Your task:
Reproduce the complete listing without any deviation.

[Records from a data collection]
┌────────

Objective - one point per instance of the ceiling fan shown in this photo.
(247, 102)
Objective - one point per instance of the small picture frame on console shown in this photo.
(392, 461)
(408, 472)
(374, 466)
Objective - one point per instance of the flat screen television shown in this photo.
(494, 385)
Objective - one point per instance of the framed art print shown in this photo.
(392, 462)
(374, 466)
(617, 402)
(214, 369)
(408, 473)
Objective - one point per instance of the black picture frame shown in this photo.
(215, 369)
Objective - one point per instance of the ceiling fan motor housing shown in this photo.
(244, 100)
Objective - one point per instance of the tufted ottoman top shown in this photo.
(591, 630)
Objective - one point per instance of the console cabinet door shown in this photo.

└────────

Exercise response:
Objective - one point per instance of the ceiling fan shown in this photo.
(247, 102)
Objective - one point per instance of the small picture frame on console shown in this photo.
(392, 461)
(408, 472)
(374, 466)
Objective - one point per instance of the flat screen television shown in this photo.
(494, 385)
Objective - one point per instance of the framed art print shown in this photo.
(392, 462)
(374, 466)
(617, 402)
(214, 369)
(408, 473)
Objective - one point per instance of the black picture frame shown in this photo.
(215, 369)
Objective - one point per instance of the ceiling fan motor housing shown in this photo.
(244, 100)
Objective - one point per instance of the tufted ottoman top shown in this photo.
(591, 630)
Objective - one point per instance of the console cabinet door shown in this photo.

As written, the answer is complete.